_WRITTEN PROBLEM 1:_
From the passage on Job's second revelatory insight, extract a verbatim excerpt that begins at the words "Despite his revelatory" and stops after the words "at the veil.".
_WRITTEN PROBLEM 2:_
Write what comes next in the passage on Job's revelatory insights, picking up after its final sentence.

_PAGE EXCERPT:_
***

In this awful state, Job receives his second great revelatory insight:

Even now my witness is in heaven; my advocate is on high. My intercessor is my friend as my eyes pour out tears to God; on behalf of a man he pleads with God as a man pleads for his friend. (Job 16:19–21, niv)

In the midst of unrelenting persecution on earth, Job, in a moment of inspiration, reaches out to a perceived advocate in heaven and prays that God Himself will provide the necessary pledge or witness on his behalf (see Job 17:2–3). This second revealed insight has a powerful effect on Job. Whereas he had previously yearned for death (see Job 3:1, 11; 6:8–9; 7:16), Job now refuses to yield to the grave or worm by letting go of his hope (see Job 17:11–16). Job has a new kind of hope, born of travail, that transcends anything he could have possessed before his “fall” (compare with Moses 5:11; D&C 29:39).

With the complete loss of community solidarity, Job’s hedge is now finally gone. He is speaking and acting freely with no hope of secondary gain in this world, with even speech itself giving no benefit (see Job 16:6). Job has not yielded to the lie nor cursed God. Satan appears to be losing. Will Job continue on his path to freely worshipping God?

Despite his revelatory insights and evolving understanding of God, Job often continues to use the language and paradigms he formerly shared with the friends, speaking of God as the source of his problems (see Job 16:7–14, 17:6). Yet, in the very same context he attributes his suffering to the mocking crowd of men: “Men have gaped at me with their mouth, they have struck me insolently upon the cheek, they mass themselves together against me” (Job 16:10, rsv). I suggest that Job’s inconsistency in first referring to God as his adversary (see Job 16:9, rsv) and then appealing to God to lay down a pledge for him (serve as his advocate) results from Job’s position between the old understanding once shared with the friends and a new understanding (paradigm) that will not culminate until Job speaks with God at the veil.

***

_AVAILABLE DATA:_
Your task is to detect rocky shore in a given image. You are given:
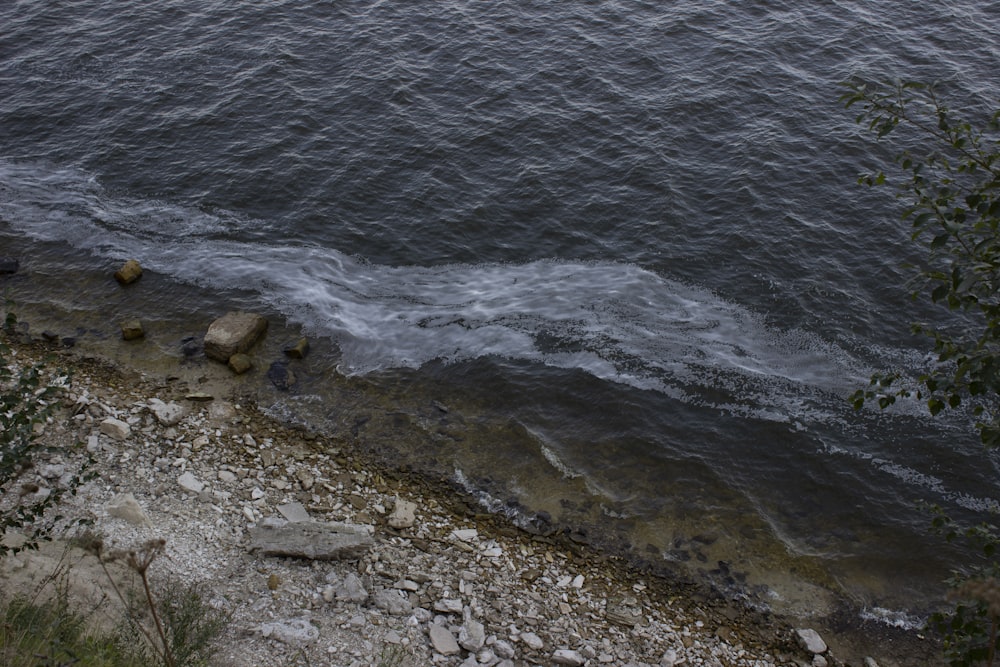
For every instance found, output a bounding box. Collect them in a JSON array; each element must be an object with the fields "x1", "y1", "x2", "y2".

***

_WRITTEN RESPONSE 1:_
Despite his revelatory insights and evolving understanding of God, Job often continues to use the language and paradigms he formerly shared with the friends, speaking of God as the source of his problems (see Job 16:7–14, 17:6). Yet, in the very same context he attributes his suffering to the mocking crowd of men: “Men have gaped at me with their mouth, they have struck me insolently upon the cheek, they mass themselves together against me” (Job 16:10, rsv). I suggest that Job’s inconsistency in first referring to God as his adversary (see Job 16:9, rsv) and then appealing to God to lay down a pledge for him (serve as his advocate) results from Job’s position between the old understanding once shared with the friends and a new understanding (paradigm) that will not culminate until Job speaks with God at the veil.

_WRITTEN RESPONSE 2:_
Bildad (see Job 18), resentfully perceiving that Job considers the friends as stupid cattle,19 insists that what Job is suggesting is tantamount to moving the entire earth for one man (see Job 18:1–4). Instead, the fixed moral order in the universe expels the wicked and remains stable (see Job 18:5–21). The wicked are caught in traps, are afflicted with consumption of the skin (Job!), are brought to the king of terrors, and leave no memory or descendants behind. Andersen notes [Page 151]that these are “the things most dreaded by an Israelite in life and in death as the tokens of rejection by God.”20 Bildad’s contention that the wicked leave no trace in the world rebuts Job’s hope that the earth will not cover his blood (see Job 18:17, cf. 16:18). In Bildad’s view, Job will have no witness in heaven nor on earth.

The argument continues with Job insisting that the friends are trying to “break [him] in pieces with words” (Job 19:2, rsv), consistent with Job’s practice in the Dialogues of complaining more about the friends’ verbal attacks than the calamities of the Prologue. Indeed, Job now sees the friends and the entire community, including his own wife and family, as “God’s troops” persecuting him on every side (see Job 19:5–22). Job is fast becoming a scapegoat for the crowd in a war of all against one. Job’s cry against the violence threatening him goes unanswered, prompting Job to pray that his words might indelibly be written in stone as a permanent witness. Paradoxically, as is clear from Job 19:5–22, Job still accepts the will and voice of the crowd in some sense as the voice of God, despite the contradiction between this idea and his ongoing revelatory insights.

In this turmoil, Job receives his third great revelatory insight:

For I know that my Redeemer lives, and at last he will stand upon the earth; and after my skin has been thus destroyed, then from my flesh I shall see God, whom I shall see on my side, and my eyes shall behold, and not another. My heart faints within me! (Job 19:25-27, rsv)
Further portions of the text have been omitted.